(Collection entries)

'''

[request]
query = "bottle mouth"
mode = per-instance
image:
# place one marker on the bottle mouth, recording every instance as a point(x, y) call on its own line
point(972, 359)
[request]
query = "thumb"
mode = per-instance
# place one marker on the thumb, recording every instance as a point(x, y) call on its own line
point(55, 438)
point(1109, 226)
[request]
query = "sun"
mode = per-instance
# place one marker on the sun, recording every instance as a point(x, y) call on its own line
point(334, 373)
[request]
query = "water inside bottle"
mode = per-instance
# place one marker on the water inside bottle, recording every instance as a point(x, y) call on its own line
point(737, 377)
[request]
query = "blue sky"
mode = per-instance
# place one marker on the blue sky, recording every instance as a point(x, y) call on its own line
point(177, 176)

'''

■ What the task requires
Transcribe all records exactly as written.

■ Exercise answer
[request]
query = "bottle mouth"
mode = per-instance
image:
# place one marker on the bottle mouth, recording every instance as a point(x, y) call on its own line
point(972, 359)
[request]
query = "thumb"
mode = per-instance
# place one marker on the thumb, recording every instance as a point(x, y) call on its own line
point(55, 438)
point(1109, 226)
[request]
query = "sun"
mode = per-instance
# place one marker on the sun, recording every instance as a point(x, y) call on its own line
point(334, 373)
[request]
query = "water inside bottle"
mode = per-instance
# place one marker on the water inside bottle, recording every instance as a point(x, y) call on its own line
point(737, 377)
[request]
query = "blue sky"
mode = per-instance
# place one marker on the blue sky, recording every instance as a point(x, y) call on its own line
point(177, 176)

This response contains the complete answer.